### EXCERPTED PASSAGE
Why would anyone live here?
#1
Why would anyone live here?
Every time I read about SF it sounds to me like a bad science fiction movie. From a link I saw today:
S.F. mayor proposes fines for unsorted trash
Garbage collectors would inspect San Francisco residents' trash to make sure pizza crusts aren't mixed in with chip bags or wine bottles under a proposal by Mayor Gavin Newsom.
And if residents or businesses don't separate the coffee grounds from the newspapers, they would face fines of up to $1,000 and eventually could have their garbage service stopped.
The plan to require proper sorting of refuse would be the nation's first mandatory recycling and composting law. It would direct garbage collectors to inspect the trash to make sure it is put into the right blue, black or green bin, according to a draft of the legislation prepared by the city's Department of the Environment.
The program is designed to limit the amount of food and foliage that goes into the city-contracted landfill in Alameda County, where the refuse takes up costly space and decomposes to form methane, one of the most potent of greenhouse gases. It will also help San Francisco, which city officials say currently diverts 70 percent of its waste from landfills, achieve a goal set by the Board of Supervisors to divert 75 percent by 2010 and have zero waste by 2020.
"If we're truly going to be the city we promote ourselves to be, a world-class, 21st century city that advances its values and principles, we're going to have to try new things," Newsom said Thursday. "People are used to doing things a certain way. And when you change that, they say it can't be done. Well, we've proved them wrong."
He pointed to a doubling in the city's recycling rate from 1996 to 2008, but acknowledged "it will take some time" to win over hearts and minds.

### MATERIAL

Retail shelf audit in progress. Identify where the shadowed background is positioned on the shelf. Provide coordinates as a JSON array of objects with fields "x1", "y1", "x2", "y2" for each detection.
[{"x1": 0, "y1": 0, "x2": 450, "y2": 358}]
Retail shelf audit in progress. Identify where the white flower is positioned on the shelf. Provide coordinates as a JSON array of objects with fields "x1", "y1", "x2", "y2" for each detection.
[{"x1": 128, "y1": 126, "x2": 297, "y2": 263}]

### WHAT THE TASK ASKS
From the post about San Francisco's trash-sorting proposal:
1. How large a fine could residents or businesses face for not separating their trash?
2. In which county is the city-contracted landfill?
3. What share of waste does the Board of Supervisors aim to divert by 2010?

### RESULT OF THE TASK
1. Up to $1,000
2. Alameda County
3. 75 percent